Point-per-instance localization data:

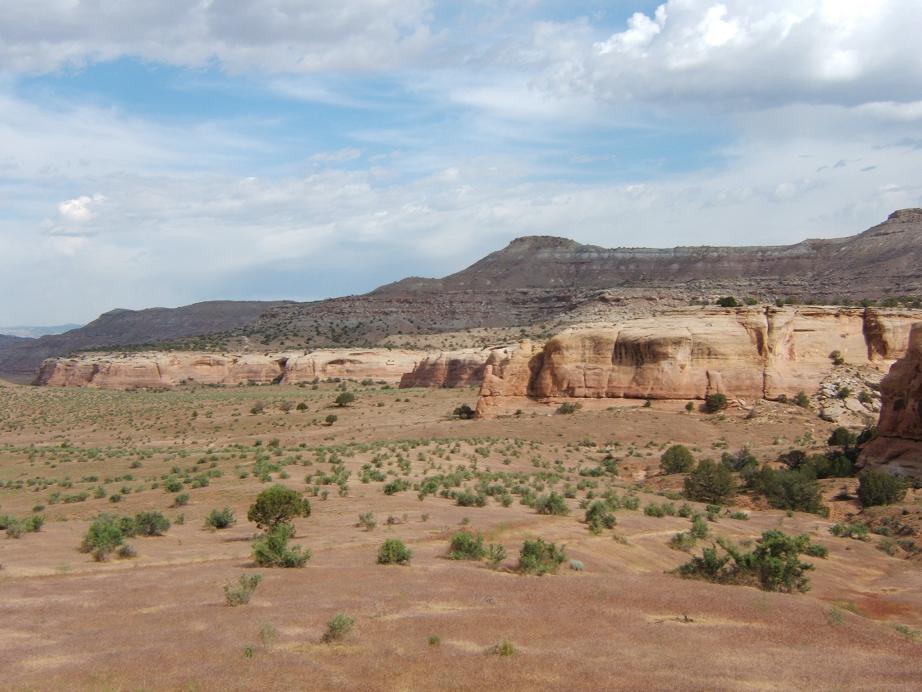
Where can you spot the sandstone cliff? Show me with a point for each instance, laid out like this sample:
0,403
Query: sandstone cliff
898,446
138,370
745,353
159,369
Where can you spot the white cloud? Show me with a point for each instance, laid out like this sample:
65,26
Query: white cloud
273,35
80,209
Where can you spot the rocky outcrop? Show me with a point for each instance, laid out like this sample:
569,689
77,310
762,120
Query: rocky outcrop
142,370
448,369
898,445
745,353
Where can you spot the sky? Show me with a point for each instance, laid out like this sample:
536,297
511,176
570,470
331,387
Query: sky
163,152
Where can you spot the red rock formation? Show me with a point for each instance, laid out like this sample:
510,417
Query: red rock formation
747,353
898,446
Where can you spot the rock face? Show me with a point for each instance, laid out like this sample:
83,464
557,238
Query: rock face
125,327
898,446
448,369
140,370
745,353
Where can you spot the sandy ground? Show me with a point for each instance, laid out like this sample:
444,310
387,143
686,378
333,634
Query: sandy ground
159,621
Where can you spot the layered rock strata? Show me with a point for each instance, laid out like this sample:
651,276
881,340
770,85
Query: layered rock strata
898,445
745,353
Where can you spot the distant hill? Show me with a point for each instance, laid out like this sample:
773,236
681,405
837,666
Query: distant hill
33,332
532,280
122,327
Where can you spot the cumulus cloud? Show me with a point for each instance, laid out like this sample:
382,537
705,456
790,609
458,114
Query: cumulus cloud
80,209
748,51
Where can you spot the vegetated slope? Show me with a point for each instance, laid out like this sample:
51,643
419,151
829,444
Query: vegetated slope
121,327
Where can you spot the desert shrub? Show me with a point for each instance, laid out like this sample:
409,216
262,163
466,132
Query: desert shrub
504,648
103,537
396,486
220,518
540,558
710,482
344,399
792,490
552,503
850,530
740,461
842,437
773,565
682,541
599,516
654,510
367,521
817,550
394,552
272,549
338,627
699,527
715,402
880,488
241,592
126,552
466,546
278,505
151,524
469,498
677,459
496,554
464,412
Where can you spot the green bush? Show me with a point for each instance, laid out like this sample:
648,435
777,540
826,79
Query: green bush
466,546
842,437
599,516
464,412
569,407
540,558
338,628
220,518
496,553
773,565
850,530
272,549
103,537
394,552
241,592
715,402
278,505
677,459
710,482
151,524
552,503
880,488
792,490
344,399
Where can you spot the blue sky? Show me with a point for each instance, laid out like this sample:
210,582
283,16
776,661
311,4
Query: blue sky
161,153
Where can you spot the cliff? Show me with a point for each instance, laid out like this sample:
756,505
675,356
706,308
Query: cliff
898,445
745,353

— WHAT IS EXPECTED —
Would you output each entry exactly and leave the pictures behind?

— ANSWER SPACE —
Where can you spot the sandstone cliff? Show me with a point for each instance, laid out like this sample:
0,403
Query: sandstone cliff
898,446
138,370
745,353
159,369
Where can you spot the white cloud? Show me with a point for each instance, laid out like this sample:
65,26
Query: white cloud
273,35
80,209
Where can you spot the rocky outcrop? Show me with a point for each instance, laid out like this sample:
569,689
77,310
762,120
Query: rocky outcrop
142,370
448,369
898,445
745,353
Where can you spot the sky? Show me with a point for each instance, laid out like this sample:
536,297
511,176
570,470
331,387
Query: sky
163,152
Where can you spot the red rock formation? Show me with a point for each instance, laid out like this sample:
510,417
Query: red rock formation
747,353
898,446
Where can you spot the rock face? Show me with a point for each instance, laid out like this sample:
83,464
557,238
Query: rock face
125,327
898,446
448,369
140,370
745,353
Where can you spot the sandy ground? Show me with a point for each instance, laid out like this sample:
444,310
387,143
686,378
333,634
Query: sandy ground
159,621
Where can you spot the layered rock strata? Show me with a point for each instance, laid out like this sample:
651,276
881,340
770,85
Query: layered rock strata
898,445
745,353
Where can you spot the distant hill? Show me with a point for each instance, laid out like this sample:
773,236
681,405
837,666
Query: distant hill
33,332
532,280
122,327
Where can you spot the cumulus cloud? Show me with a point for each instance, laid out like this sample:
382,537
705,456
790,609
458,114
Query: cumulus cloud
80,209
748,51
Where can you spot the vegetated slope? Show me with a point for each instance, laid out like this sample:
51,643
419,151
829,444
Query: vegetated slope
121,327
Where can you spot the desert shrub? Show me with a point for each instance, laid out like this sample:
409,216
262,163
466,132
Query: desert shrub
504,648
103,537
396,486
220,518
540,558
710,482
344,399
792,490
552,503
850,530
740,461
842,437
773,565
682,541
599,516
654,510
367,521
817,550
394,552
272,549
338,627
699,527
715,402
880,488
241,592
126,552
466,546
278,505
151,524
469,498
677,459
496,554
464,412
Where can you spot the green bush? Show me with a point for each instance, laid out like this sample:
648,435
777,540
826,79
Query: green bush
466,546
842,437
599,516
464,412
569,407
540,558
338,628
220,518
496,553
773,565
850,530
272,549
103,537
394,552
241,592
715,402
278,505
677,459
710,482
151,524
552,503
880,488
792,490
344,399
Where can you spot the blue sky? Show me with a point for each instance, laid out like this sample:
210,582
283,16
776,661
311,4
Query: blue sky
161,153
Where can you spot the cliff? Show me with a point for each instance, laid out like this sample:
756,505
675,356
706,308
Query: cliff
898,445
745,353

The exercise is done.